- Task requirements
An exact copy of all the entries below is what this task needs.

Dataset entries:
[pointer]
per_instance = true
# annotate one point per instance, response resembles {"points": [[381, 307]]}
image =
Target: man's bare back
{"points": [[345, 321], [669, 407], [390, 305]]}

- Your solution
[pointer]
per_instance = true
# annotate one point per instance, response resembles {"points": [[381, 307]]}
image =
Target: man's bare back
{"points": [[345, 321], [669, 407], [390, 305]]}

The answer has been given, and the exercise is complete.